▶ TEXTE FOURNI
------------------------------------------------

Les premières réactions non officielles d’Uber annonçaient une augmentation du prix des courses entre 30 et 40 % dans les zones où un tel principe est systématisé. Cette sursaturation des services au client permettrait d’absorber le coût direct des charges d’employé et leur coût de gestion. Cette estimation qui ne semble pas excessive mettrait la course Uber à un prix assez proche de celui d’un taxi.

Uber garderait cependant l’avantage concurrentiel de la réactivité et de la qualité générale des prestations tant vantées par ses utilisateurs réguliers.
L’argument de la concurrence déloyale tomberait à l’eau.

Quel futur immédiat ?

On imagine sans peine que les stratèges de l’entreprise, sans attendre la décision des législateurs, avaient anticipé les difficultés liées à la création de leur activité initiale, tant les réticences étaient visibles dès son lancement.  La stratégie de l’entreprise fonctionne plutôt  bien puisqu’elle a déjà fait reconnaitre la marque par plus de 100 millions d’abonnés [6]. Cette réputation a permis au nouveau géant du VTC de maintenir sa place de leader contre une concurrence toujours plus vive et de lever les capitaux nécessaires au financement de leur futur :

  • Uber a obtenu plus de 25 milliards de dollars d’investissements depuis sa création.
  • Après y avoir beaucoup investi, Uber a dû limiter ses ambitions sur les importants marchés protégés que sont la Russie (le concurrent local est Yandex), la Chine (… Didi) et l’Asie du Sud-Est (… Grab).

Le futur de la marque passe maintenant par un élargissement de son offre historique d’opérateur VTC.
Cette diversification a commencé avec une plateforme d’accès à la location de vélos ou de trottinettes, avec un service de livraison de repas. Aux États-Unis, Uber teste actuellement un abonnement mensuel multiservice (« Ride Pass »). Moins conventionnels, mais plus souvent cités par les médias, on connaît aussi les projets de voiture autonome ou de taxi volant.

------------------------------------------------

Reprenez le texte sur l'avenir d'Uber et poursuivez-le à partir de sa dernière phrase. Les enregistrements qui suivent proviennent d'une autre source que ce texte.

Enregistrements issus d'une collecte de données
------------------------------------------------

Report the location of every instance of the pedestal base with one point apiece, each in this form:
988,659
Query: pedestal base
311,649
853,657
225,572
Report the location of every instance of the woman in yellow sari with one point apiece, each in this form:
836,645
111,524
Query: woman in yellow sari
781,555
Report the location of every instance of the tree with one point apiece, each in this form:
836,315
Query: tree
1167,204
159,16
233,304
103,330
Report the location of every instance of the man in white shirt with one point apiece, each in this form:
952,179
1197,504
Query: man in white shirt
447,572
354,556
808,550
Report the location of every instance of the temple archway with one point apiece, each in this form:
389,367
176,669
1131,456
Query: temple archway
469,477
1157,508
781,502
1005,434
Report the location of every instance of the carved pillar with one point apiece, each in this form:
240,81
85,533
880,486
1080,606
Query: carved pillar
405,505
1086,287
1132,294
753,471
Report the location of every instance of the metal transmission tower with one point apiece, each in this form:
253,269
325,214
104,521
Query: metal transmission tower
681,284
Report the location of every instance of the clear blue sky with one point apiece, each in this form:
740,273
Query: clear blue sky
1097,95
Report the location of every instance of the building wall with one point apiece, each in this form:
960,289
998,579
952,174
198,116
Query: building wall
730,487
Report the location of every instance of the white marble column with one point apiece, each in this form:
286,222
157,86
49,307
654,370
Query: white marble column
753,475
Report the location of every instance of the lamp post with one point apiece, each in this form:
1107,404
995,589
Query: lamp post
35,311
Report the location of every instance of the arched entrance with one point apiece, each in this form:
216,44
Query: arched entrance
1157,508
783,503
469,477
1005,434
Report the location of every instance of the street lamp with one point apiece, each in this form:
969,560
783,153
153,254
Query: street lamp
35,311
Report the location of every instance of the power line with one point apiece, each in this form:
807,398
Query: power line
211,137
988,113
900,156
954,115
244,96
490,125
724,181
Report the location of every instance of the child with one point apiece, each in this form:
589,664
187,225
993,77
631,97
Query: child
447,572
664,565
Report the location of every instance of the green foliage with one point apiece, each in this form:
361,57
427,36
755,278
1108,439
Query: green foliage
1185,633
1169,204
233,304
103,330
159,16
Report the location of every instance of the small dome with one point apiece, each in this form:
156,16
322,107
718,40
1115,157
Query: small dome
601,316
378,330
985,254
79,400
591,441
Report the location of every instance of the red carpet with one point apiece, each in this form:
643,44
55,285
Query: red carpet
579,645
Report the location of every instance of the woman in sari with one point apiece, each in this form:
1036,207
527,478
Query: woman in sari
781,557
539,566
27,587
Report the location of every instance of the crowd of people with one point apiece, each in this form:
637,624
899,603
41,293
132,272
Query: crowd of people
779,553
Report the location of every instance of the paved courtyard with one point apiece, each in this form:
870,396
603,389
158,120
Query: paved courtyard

------------------------------------------------

▶ RÉPONSE PROPOSÉE
Les problèmes d’Uber sont ailleurs

La capitalisation d’Uber a été un temps estimée à 100 milliards USD avant qu’une entée en bourse décevante le 10 mai 2019 ne la ramène à 76 milliards USD.

Le problème d’Uber semble davantage aujourd’hui être celui de la confiance que l’entreprise inspire au marché. Elle est aujourd’hui pour le moins mitigée :

  • Uber annonçait jeudi 8 août 2019 des pertes record de 5,24 milliards de dollars pour le deuxième trimestre 2019.
  • Il dévoilait le même jour un chiffre d’affaires en croissance de (seulement) 14 % à 3,17 milliards de dollars.
  • Uber n’a jamais connu d’année bénéficiaire. Les analystes espéraient beaucoup des investissements dans la voiture autonome et des résultats encourageants dès la fin 2020. L’accident du 20 mai 2018 ayant entrainé la mort d’une piétonne et les défauts détectés dans les logiciels embarqués ont décalé cette échéance.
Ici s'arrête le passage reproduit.